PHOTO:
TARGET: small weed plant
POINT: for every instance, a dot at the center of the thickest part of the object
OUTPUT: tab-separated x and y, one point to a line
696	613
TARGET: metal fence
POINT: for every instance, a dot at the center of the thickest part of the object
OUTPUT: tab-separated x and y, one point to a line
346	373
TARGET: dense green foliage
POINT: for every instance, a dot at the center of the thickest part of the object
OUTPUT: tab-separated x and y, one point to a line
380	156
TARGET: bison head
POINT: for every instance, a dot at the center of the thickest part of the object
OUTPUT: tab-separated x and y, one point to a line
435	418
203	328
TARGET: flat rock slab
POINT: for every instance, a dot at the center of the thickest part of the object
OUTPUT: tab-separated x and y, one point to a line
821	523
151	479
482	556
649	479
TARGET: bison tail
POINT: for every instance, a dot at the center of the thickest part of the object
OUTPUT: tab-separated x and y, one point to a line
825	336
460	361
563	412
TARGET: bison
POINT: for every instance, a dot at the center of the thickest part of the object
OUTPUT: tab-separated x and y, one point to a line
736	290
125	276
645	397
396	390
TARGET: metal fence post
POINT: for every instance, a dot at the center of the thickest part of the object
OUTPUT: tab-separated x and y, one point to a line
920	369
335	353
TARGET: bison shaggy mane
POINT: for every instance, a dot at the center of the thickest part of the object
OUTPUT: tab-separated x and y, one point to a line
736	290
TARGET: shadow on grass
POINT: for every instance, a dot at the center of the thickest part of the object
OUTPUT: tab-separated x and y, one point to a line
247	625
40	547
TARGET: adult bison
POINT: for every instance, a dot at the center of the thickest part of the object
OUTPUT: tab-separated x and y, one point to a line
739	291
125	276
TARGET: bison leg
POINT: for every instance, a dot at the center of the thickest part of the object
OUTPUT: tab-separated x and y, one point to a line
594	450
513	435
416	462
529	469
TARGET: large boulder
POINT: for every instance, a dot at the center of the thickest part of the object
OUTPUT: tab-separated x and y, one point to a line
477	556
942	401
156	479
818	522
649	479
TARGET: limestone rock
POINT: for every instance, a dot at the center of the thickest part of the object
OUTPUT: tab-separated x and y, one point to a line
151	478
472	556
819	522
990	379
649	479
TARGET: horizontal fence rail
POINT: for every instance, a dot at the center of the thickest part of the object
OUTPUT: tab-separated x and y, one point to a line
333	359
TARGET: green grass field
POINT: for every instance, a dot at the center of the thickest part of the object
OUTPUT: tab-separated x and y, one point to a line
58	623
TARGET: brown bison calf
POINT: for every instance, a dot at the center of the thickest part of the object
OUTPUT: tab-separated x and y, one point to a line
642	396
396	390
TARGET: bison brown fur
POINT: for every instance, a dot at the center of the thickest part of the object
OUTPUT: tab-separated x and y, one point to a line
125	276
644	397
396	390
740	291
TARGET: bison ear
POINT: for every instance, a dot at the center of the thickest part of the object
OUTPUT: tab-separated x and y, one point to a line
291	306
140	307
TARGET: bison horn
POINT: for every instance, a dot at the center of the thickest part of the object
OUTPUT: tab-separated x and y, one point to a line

────────────────────────────────────────

> _WHAT TO PRODUCE_: What you return must match the records above exactly, line for line.

> _SOLUTION_:
PHOTO:
TARGET: small weed plant
POINT: for every instance, a dot at the center of the thickest part of the object
OUTPUT: tab-separated x and y, one point to a line
696	613
TARGET: metal fence
POINT: for every instance, a dot at the center of the thickest part of the object
OUTPUT: tab-separated x and y, one point to a line
346	373
TARGET: dense green foliage
POINT: for every instance, a dot at the center of the thickest part of the object
OUTPUT: tab-separated x and y, one point to a line
380	156
TARGET: bison head
POINT: for every instance, a dot at the center of the thickest part of the object
OUTPUT: tab-separated x and y, one point to a line
435	418
203	328
TARGET: flat rock slab
POINT: for every instance, a dot at the center of the thickest part of the object
OUTPUT: tab-separated x and y, one point to a line
821	523
151	479
482	556
649	479
TARGET: bison tail
POINT: for every instance, a dot at the center of the thickest part of the object
OUTPUT: tab-separated x and y, one point to a line
825	336
460	361
563	412
TARGET: bison
POINT: for every instance, a dot at the center of the thickest part of the object
OUTPUT: tab-separated x and y, one point to a line
736	290
125	276
645	397
396	390
TARGET: metal fence post
POINT: for every instance, a dot at the center of the thickest part of the object
OUTPUT: tab-separated x and y, one point to a line
920	369
335	353
TARGET: bison shaggy mane
POINT: for every instance, a dot at the center of the thickest part of the object
OUTPUT: tab-separated x and y, one point to a line
736	290
TARGET: shadow on grass
POINT: for every instance, a dot at the center of the thickest part of the object
OUTPUT: tab-separated x and y, one point to a line
247	625
40	547
TARGET: adult bison
POINT: for every instance, a dot at the center of the thickest part of the object
OUTPUT: tab-separated x and y, one point to a line
739	291
125	276
TARGET: bison leg
POINT: for every instance, a dot at the center of the thickest part of the object
OUTPUT: tab-separated x and y, one point to a line
594	450
513	435
416	462
529	469
TARGET: large boulder
POINT: for every instance, a dot at the center of the thickest part of the object
OUTPUT: tab-separated x and y, one point to a line
477	556
942	401
156	479
818	522
649	479
TARGET: limestone rock
POINT: for every instance, a dot at the center of the thickest part of the object
OUTPUT: tab-separated x and y, one point to a line
151	478
472	556
819	522
990	379
649	479
TARGET: horizontal fence rail
POINT: for every instance, a dot at the center of the thickest part of the object
OUTPUT: tab-separated x and y, one point to a line
333	359
TARGET: green grass field
POINT: for every instance, a dot at the center of the thickest part of the object
OUTPUT: tab-separated x and y, one point to a line
58	623
TARGET: brown bison calf
POINT: for every instance, a dot at the center of the thickest part of the object
OUTPUT: tab-separated x and y, one point to a line
642	396
396	390
TARGET: bison brown fur
POINT: for every instance, a dot at the center of the thickest part of the object
OUTPUT: tab-separated x and y, one point to a line
125	276
644	397
396	390
740	291
TARGET: bison ear
POINT: for every instance, a dot at the center of the thickest part of the object
OUTPUT: tab-separated x and y, one point to a line
291	306
140	307
TARGET: bison horn
POINT: for every instance, a dot at the center of the thickest part of the object
OUTPUT: tab-separated x and y, one point to a line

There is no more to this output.